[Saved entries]
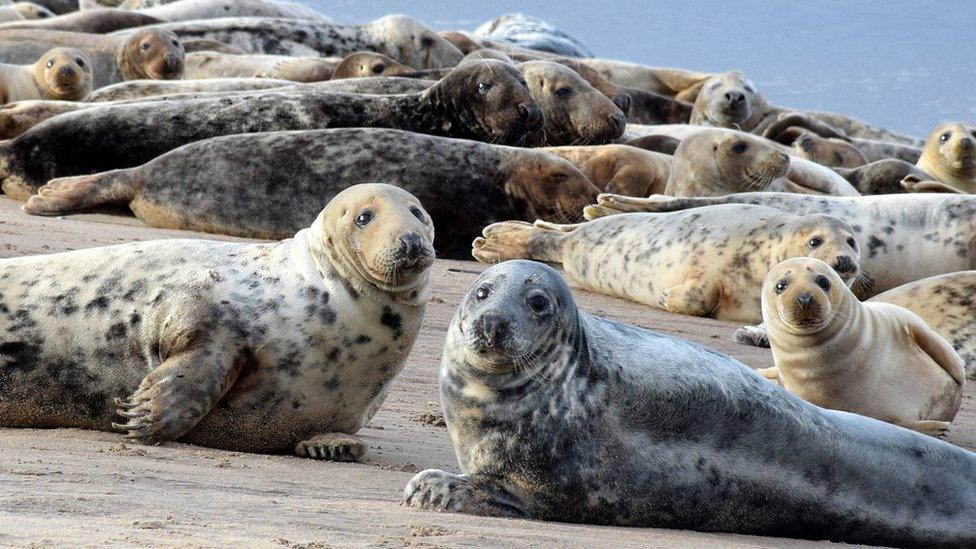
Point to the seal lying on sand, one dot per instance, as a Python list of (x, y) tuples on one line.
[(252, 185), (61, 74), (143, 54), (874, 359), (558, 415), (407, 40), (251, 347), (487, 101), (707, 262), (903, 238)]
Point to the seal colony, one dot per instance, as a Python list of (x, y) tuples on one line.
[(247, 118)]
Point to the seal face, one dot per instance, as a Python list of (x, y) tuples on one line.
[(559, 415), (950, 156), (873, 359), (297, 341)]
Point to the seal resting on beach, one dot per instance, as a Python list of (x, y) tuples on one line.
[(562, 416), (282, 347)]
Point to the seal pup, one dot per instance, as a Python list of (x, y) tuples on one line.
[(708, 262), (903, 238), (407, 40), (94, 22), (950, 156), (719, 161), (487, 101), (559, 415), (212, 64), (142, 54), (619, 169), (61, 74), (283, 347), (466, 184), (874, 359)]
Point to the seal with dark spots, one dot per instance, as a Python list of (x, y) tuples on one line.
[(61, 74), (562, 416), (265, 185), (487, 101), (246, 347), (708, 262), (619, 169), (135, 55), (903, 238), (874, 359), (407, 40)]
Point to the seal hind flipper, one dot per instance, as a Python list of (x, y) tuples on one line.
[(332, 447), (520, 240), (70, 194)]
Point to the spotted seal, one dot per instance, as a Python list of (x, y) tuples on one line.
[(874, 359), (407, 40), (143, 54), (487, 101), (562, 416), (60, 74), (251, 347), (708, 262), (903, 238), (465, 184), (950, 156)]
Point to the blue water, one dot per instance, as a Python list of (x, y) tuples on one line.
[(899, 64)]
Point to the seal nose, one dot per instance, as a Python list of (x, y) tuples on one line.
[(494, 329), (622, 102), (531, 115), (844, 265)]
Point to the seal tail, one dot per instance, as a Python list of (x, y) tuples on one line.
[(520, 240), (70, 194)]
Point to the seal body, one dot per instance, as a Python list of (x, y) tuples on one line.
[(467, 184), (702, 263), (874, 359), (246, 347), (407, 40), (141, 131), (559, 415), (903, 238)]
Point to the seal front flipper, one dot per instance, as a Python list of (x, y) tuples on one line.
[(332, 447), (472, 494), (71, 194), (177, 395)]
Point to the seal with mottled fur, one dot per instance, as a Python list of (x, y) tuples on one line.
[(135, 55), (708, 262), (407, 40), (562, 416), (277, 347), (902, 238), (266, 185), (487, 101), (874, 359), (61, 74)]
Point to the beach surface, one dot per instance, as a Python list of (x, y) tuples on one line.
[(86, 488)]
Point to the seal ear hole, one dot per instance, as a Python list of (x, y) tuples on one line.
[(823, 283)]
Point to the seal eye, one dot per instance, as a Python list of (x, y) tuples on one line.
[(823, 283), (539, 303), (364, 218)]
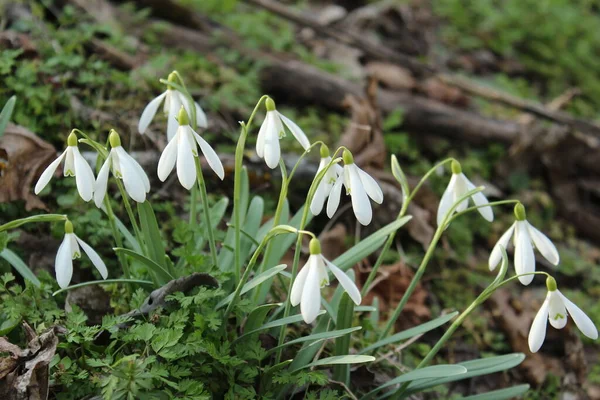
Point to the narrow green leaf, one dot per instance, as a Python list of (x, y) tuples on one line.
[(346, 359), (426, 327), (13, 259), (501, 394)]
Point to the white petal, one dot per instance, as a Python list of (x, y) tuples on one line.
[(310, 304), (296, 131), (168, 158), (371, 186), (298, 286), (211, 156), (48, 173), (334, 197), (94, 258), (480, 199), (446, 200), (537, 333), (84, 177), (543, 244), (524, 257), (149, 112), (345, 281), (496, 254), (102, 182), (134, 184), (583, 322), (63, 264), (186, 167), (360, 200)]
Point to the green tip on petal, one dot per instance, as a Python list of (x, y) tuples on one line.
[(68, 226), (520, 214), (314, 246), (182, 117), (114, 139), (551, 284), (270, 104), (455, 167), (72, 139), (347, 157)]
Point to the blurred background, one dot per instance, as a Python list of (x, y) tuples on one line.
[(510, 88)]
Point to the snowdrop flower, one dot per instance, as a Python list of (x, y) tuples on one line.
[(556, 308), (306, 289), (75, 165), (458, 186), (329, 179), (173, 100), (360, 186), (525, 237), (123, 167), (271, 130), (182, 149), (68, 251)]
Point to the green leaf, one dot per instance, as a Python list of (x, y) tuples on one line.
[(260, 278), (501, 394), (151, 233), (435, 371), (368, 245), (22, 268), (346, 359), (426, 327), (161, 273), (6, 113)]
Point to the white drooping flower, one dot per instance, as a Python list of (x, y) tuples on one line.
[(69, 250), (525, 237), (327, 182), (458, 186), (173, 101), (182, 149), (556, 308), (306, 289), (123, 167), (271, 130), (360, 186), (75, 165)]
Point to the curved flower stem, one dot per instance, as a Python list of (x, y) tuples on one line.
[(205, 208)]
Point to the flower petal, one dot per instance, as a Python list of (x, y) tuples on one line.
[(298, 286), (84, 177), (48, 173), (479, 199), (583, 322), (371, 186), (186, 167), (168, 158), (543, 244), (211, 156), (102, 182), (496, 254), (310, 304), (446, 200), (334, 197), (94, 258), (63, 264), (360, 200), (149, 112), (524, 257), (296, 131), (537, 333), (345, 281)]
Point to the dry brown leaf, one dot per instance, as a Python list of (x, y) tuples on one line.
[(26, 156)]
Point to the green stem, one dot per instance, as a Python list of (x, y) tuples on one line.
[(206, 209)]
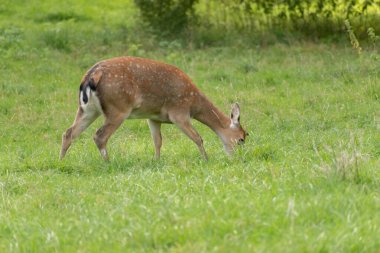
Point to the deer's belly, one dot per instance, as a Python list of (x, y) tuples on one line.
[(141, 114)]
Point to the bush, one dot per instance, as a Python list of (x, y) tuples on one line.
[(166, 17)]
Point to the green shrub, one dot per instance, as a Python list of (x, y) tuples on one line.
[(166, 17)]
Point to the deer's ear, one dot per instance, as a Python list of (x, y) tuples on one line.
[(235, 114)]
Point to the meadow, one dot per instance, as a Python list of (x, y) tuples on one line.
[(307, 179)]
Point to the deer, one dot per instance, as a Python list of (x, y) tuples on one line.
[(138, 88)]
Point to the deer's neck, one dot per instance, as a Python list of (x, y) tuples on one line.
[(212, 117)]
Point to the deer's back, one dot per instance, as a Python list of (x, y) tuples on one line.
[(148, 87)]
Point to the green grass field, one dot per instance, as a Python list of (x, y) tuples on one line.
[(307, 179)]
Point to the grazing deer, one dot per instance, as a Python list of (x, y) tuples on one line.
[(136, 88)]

STATED TASK:
Copy every line of the records above word for word, leaving out the pictures.

SOLUTION TO THIS TASK:
Point to the seal lying on sand, one dot per instance, as a Python list of (x, y) tuples on one line.
[(252, 185), (61, 74), (143, 54), (874, 359), (558, 415), (407, 40), (251, 347), (487, 101), (707, 262), (903, 238)]
Point to the seal colony, one dot per instance, as a Python list of (x, y) tuples on one line.
[(247, 118)]
Point to the seal face, one dot per instance, as a Python list of (x, y) tuples on one line.
[(559, 415), (950, 156), (873, 359), (297, 341)]
Point to the seal resting on beach, one dot per instance, as a Python list of (x, y) tuples on one line.
[(562, 416), (282, 347)]
Point to the seal pup, one dot per instance, as a Python list of (x, y) tuples on one line.
[(708, 262), (903, 238), (407, 40), (94, 22), (950, 156), (719, 161), (487, 101), (559, 415), (212, 64), (142, 54), (619, 169), (61, 74), (283, 347), (466, 184), (874, 359)]
Point to the seal with dark spots, one dot per instance, as a Python list of (x, y) tuples on one line.
[(61, 74), (562, 416), (265, 185), (487, 101), (246, 347), (708, 262), (619, 169), (135, 55), (903, 238), (874, 359), (407, 40)]
Point to the seal hind flipper, one dot per instance, as a Python list of (x, y) tuples on one line.
[(332, 447), (520, 240), (70, 194)]
Point to the spotted seal, one dot per instance, as a Python list of (x, y) tuples on one line.
[(874, 359), (407, 40), (143, 54), (487, 101), (562, 416), (60, 74), (251, 347), (708, 262), (903, 238), (465, 184), (950, 156)]
Point to the blue water, one dot per instance, as a Python list of (x, y) tuples on one line.
[(899, 64)]
Point to the seal nose, one dot per instance, as a Python list of (x, y) tuples on one line.
[(494, 329), (622, 102), (531, 115), (844, 265)]
Point to the seal tail, one dot per instance, as a Python list of (x, y) tuples on one line.
[(520, 240), (70, 194)]
Point to the seal body, one dot per instance, as a Python list of (x, y) tuples on one line.
[(467, 184), (702, 263), (874, 359), (246, 347), (407, 40), (141, 131), (559, 415), (903, 238)]
Point to the seal front flipper, one dot per instance, as a Python list of (x, y) tuples on one line.
[(332, 447), (472, 494), (71, 194), (177, 395)]
Point to the seal with mottled fur, one dot per instance, as a Python list of (x, y) tuples on one line.
[(135, 55), (708, 262), (407, 40), (562, 416), (277, 347), (902, 238), (266, 185), (487, 101), (874, 359), (61, 74)]
Point to the beach surface, one dot per instance, as a Python list of (x, y) tuples on one line.
[(86, 488)]
Point to the seal ear hole, one dot per instance, as a Python list of (x, y) tuples on one line.
[(823, 283)]
Point to the seal eye, one dot per instance, as a Python list of (x, y) tuples on one line.
[(823, 283), (539, 303), (364, 218)]
Point to the narrow green leaf, one dot per instance, as a Python list of (x, y) tuples on one line.
[(346, 359), (426, 327), (13, 259), (501, 394)]
Point to the white petal, one dot per instance, as a Python list of (x, y) tuples on one line.
[(310, 304), (296, 131), (168, 158), (371, 186), (298, 286), (211, 156), (48, 173), (334, 197), (94, 258), (480, 199), (446, 200), (537, 333), (84, 177), (543, 244), (524, 257), (149, 112), (345, 281), (496, 254), (102, 182), (134, 184), (583, 322), (63, 264), (186, 167), (360, 200)]
Point to the green tip on petal, one dot per instance, as a Python list of (x, y) tuples on one line.
[(68, 226), (520, 214), (314, 246), (182, 117), (114, 139), (551, 284), (270, 104), (455, 167), (72, 139), (347, 157)]
Point to the blurred background, one dot per instance, as a Python list of (x, y) tuples on one line.
[(510, 88)]
Point to the snowdrop flower, one dot per instance, as a Python list of (x, y) tuples on one line.
[(556, 308), (306, 289), (75, 165), (458, 186), (329, 179), (173, 100), (360, 186), (525, 237), (123, 167), (271, 130), (182, 149), (68, 251)]
Point to the green leaf, one dot per instance, as a Python list of (x, y) tuples on one line.
[(260, 278), (501, 394), (151, 233), (435, 371), (368, 245), (22, 268), (346, 359), (426, 327), (161, 273), (6, 113)]
Point to the white drooping flower, one dot per instance, as a Python list of (x, y) tuples on one line.
[(69, 250), (525, 237), (327, 182), (458, 186), (173, 101), (182, 149), (556, 308), (306, 289), (123, 167), (271, 130), (360, 186), (75, 165)]
Point to the curved flower stem, one dot per instance, as a Python list of (x, y) tuples on one line.
[(205, 208)]
Point to the flower petal, one dot per instance, as a Python list of (x, y) tuples on one line.
[(298, 286), (84, 177), (48, 173), (479, 199), (583, 322), (371, 186), (186, 167), (168, 158), (543, 244), (211, 156), (102, 182), (496, 254), (310, 304), (446, 200), (334, 197), (94, 258), (63, 264), (360, 200), (149, 112), (524, 257), (296, 131), (537, 333), (345, 281)]
Point to the dry brown leaf, one dot per instance, as a Python list of (x, y) tuples on one line.
[(26, 156)]
Point to the green stem, one dot per instance, as a Python list of (x, y) tuples on one line.
[(206, 209)]
Point to the deer's belly, one dot per instance, as a Python list of (x, y) tuples on one line.
[(141, 114)]
Point to the bush, one dot per instance, as a Python list of (x, y) tuples on one line.
[(166, 17)]
Point to the green shrub, one dot per instance, as a Python list of (x, y) tuples on one line.
[(166, 17)]
Point to the deer's ear, one dot per instance, as a Python list of (x, y) tuples on one line.
[(235, 114)]
Point to the meadow, one dot per instance, as a Python list of (x, y) tuples on one line.
[(307, 179)]
Point to the deer, one dot per instance, as a Python list of (x, y) tuples on one line.
[(138, 88)]
Point to the deer's neck, one dot per instance, as a Python list of (x, y) tuples on one line.
[(212, 117)]
Point to the deer's back, one dot per instance, as a Python list of (x, y) tuples on one line.
[(148, 87)]
Point to the green grass field, one dot per instance, as a Python list of (x, y) tuples on one line.
[(307, 179)]
Point to the grazing deer, one dot per instance, as a Python list of (x, y) tuples on one line.
[(136, 88)]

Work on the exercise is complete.